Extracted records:
________________________________________

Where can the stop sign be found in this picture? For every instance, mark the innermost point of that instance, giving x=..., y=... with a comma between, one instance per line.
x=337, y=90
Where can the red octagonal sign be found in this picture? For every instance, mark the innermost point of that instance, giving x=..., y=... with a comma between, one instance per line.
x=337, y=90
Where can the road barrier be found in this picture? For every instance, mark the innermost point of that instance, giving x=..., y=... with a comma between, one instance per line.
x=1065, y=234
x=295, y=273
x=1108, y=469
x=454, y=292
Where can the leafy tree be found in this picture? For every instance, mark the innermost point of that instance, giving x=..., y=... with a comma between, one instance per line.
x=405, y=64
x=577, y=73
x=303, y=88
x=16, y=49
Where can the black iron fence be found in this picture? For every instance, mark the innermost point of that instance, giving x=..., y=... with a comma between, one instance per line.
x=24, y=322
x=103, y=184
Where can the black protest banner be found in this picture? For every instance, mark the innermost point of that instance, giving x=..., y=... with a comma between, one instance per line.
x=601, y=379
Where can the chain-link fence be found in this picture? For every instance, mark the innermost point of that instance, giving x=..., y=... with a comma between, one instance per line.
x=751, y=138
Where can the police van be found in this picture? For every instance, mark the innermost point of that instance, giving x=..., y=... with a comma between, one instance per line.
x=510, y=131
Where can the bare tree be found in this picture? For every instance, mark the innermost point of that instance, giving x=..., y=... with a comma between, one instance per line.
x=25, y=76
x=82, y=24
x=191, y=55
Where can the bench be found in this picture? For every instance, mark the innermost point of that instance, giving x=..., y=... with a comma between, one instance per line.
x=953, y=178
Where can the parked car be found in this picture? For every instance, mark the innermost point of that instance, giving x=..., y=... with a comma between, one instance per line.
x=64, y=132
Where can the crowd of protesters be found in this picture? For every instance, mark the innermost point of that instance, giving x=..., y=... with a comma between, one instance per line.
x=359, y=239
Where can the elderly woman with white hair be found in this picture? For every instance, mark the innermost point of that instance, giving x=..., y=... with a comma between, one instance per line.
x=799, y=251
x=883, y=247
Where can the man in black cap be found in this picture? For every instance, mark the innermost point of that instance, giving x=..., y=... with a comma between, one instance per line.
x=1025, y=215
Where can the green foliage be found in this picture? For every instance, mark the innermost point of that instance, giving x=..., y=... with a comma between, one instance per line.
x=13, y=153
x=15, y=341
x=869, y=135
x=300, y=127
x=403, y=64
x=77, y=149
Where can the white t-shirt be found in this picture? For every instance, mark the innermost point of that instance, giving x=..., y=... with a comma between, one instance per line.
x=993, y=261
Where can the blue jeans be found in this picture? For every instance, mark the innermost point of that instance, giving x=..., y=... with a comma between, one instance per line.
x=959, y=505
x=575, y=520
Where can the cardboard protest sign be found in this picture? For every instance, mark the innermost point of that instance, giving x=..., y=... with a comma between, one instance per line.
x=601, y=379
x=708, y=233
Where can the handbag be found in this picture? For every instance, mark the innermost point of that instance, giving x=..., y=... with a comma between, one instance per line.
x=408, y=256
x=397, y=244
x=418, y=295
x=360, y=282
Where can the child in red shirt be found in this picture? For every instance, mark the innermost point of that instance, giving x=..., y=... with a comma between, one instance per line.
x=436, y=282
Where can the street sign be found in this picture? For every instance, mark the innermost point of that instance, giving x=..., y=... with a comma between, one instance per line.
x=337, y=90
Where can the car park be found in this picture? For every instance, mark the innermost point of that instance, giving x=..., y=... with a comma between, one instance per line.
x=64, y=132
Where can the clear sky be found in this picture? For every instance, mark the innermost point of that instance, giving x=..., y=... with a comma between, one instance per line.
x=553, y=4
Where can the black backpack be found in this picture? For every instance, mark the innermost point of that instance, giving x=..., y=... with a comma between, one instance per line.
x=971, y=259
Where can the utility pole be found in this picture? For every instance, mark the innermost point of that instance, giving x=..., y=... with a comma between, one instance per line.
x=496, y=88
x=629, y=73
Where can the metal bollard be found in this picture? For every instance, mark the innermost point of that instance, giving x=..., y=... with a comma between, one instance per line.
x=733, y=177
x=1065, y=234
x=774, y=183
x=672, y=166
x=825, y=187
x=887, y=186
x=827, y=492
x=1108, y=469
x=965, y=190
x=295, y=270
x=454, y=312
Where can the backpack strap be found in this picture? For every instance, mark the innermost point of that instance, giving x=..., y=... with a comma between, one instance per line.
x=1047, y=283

________________________________________

▸ **TASK DESCRIPTION**
Quote all the records exactly, please, leaving none out.

▸ **OUTPUT FOR THIS TASK**
Where can the stop sign be found in this picture? For every instance, mark the innermost point of that instance, giving x=..., y=... with a comma between, one instance per line.
x=337, y=90
Where can the red octagonal sign be found in this picture? For every instance, mark the innermost point of that instance, giving x=..., y=... with a comma between, one instance per line.
x=337, y=90
Where can the road barrier be found in this picture? For every instance, mark the innermost point of that instance, giving x=..., y=... with a comma between, one instance per line.
x=1065, y=234
x=295, y=273
x=1108, y=469
x=454, y=292
Where can the leafy tree be found in this picture? For every instance, mark the innermost point of that instance, giving x=..., y=... with a comma between, one instance per line.
x=405, y=64
x=577, y=73
x=303, y=88
x=16, y=49
Where can the black iron fence be found in this picture? For every instance, mark the innermost point of that instance, giving x=..., y=... with a comma between, one instance per line.
x=24, y=322
x=103, y=184
Where can the black protest banner be found in this picture? For every instance, mark the innermost point of that instance, giving x=..., y=... with a comma between, one instance per line.
x=601, y=379
Where can the chain-link fence be found in this picture? For every instance, mark the innermost point of that instance, giving x=..., y=... with a comma between, one instance per line.
x=751, y=138
Where can the police van be found in this picture? For every instance, mark the innermost point of that instance, giving x=..., y=... with a comma between, one instance per line.
x=510, y=131
Where can the bare tree be found in this picture? For every instance, mark the innermost point of that instance, giving x=..., y=... with a comma between, one instance per line.
x=25, y=76
x=82, y=24
x=191, y=55
Where can the bench be found in this picture? For every instance, mark the innermost point of that instance, giving x=..., y=... with a comma between, one instance per line.
x=953, y=178
Where can the parked car be found in this picture? For every instance, mark the innermost point of that instance, giving x=..., y=... with a comma between, one instance per line.
x=64, y=132
Where can the crowd of protesters be found in this picture? For every instance, mark the innermost point of that instance, giving x=..., y=... with a comma between, one instance per line.
x=359, y=239
Where can the elderly woman with white hair be found in this picture? For every instance, mark the innermost point of that instance, giving x=..., y=... with a comma between, one instance per line.
x=799, y=251
x=883, y=247
Where can the man in black cap be found in this picture? For every instance, mark the innermost point of that instance, giving x=..., y=... with a comma between, one instance per line.
x=1025, y=215
Where can the green foliage be found in this picture? For every instance, mark the innermost point of that instance, giving x=..., y=... with a comma between, one instance per line.
x=13, y=153
x=15, y=341
x=869, y=135
x=300, y=127
x=403, y=64
x=77, y=149
Where can the white t-shirt be found in this picture? For every instance, mark the innermost point of that instance, giving x=..., y=... with a comma between, one instance per line.
x=993, y=261
Where can the blue jeans be found in this picture? For every instance, mark the innermost point of that instance, giving x=..., y=... with a comma between, one instance per line.
x=959, y=505
x=575, y=520
Where can the cardboard protest sign be found in this picture? For every instance, mark the innermost point of that instance, giving x=..., y=... with a comma between, one instance per line.
x=601, y=379
x=708, y=233
Where can the handbag be found in this picture? For every instance, mark the innermost point of that instance, giving x=..., y=... with a comma between, one instance per line.
x=408, y=256
x=397, y=244
x=418, y=295
x=360, y=282
Where can the child in red shirt be found in this picture? For every instance, mark the innermost point of that instance, giving x=..., y=... with a comma between, one instance per line.
x=436, y=282
Where can the street sign be found in this picture? For every instance, mark the innermost point of that instance, giving x=..., y=... with a comma between, one instance per line.
x=337, y=90
Where can the car park be found in this picture? For every instance, mark the innermost point of that instance, giving x=..., y=... with a comma between, one instance per line.
x=64, y=132
Where can the clear sky be found in this picture? For every instance, mark the innermost point of that instance, giving x=..., y=... with a comma between, one instance per line.
x=553, y=4
Where can the black backpack be found in this picture? For every instance, mark the innermost point of that instance, giving x=..., y=... with a comma between, one instance per line.
x=971, y=259
Where can the utility pole be found in this picture? For every instance, mark the innermost point of that instance, giving x=..., y=... with a comma between, one instance per line.
x=496, y=88
x=629, y=73
Where can the metal bollard be found in this picture? For every instance, mark the innermost point of that instance, giving x=..., y=... with a comma between, one instance per line.
x=733, y=177
x=1065, y=234
x=774, y=183
x=672, y=166
x=825, y=187
x=887, y=186
x=827, y=492
x=1108, y=469
x=965, y=190
x=295, y=270
x=454, y=312
Where can the backpack strap be found in this picture? For every instance, mark the innermost point of that instance, giving x=..., y=... with a comma between, one instance per line.
x=1047, y=283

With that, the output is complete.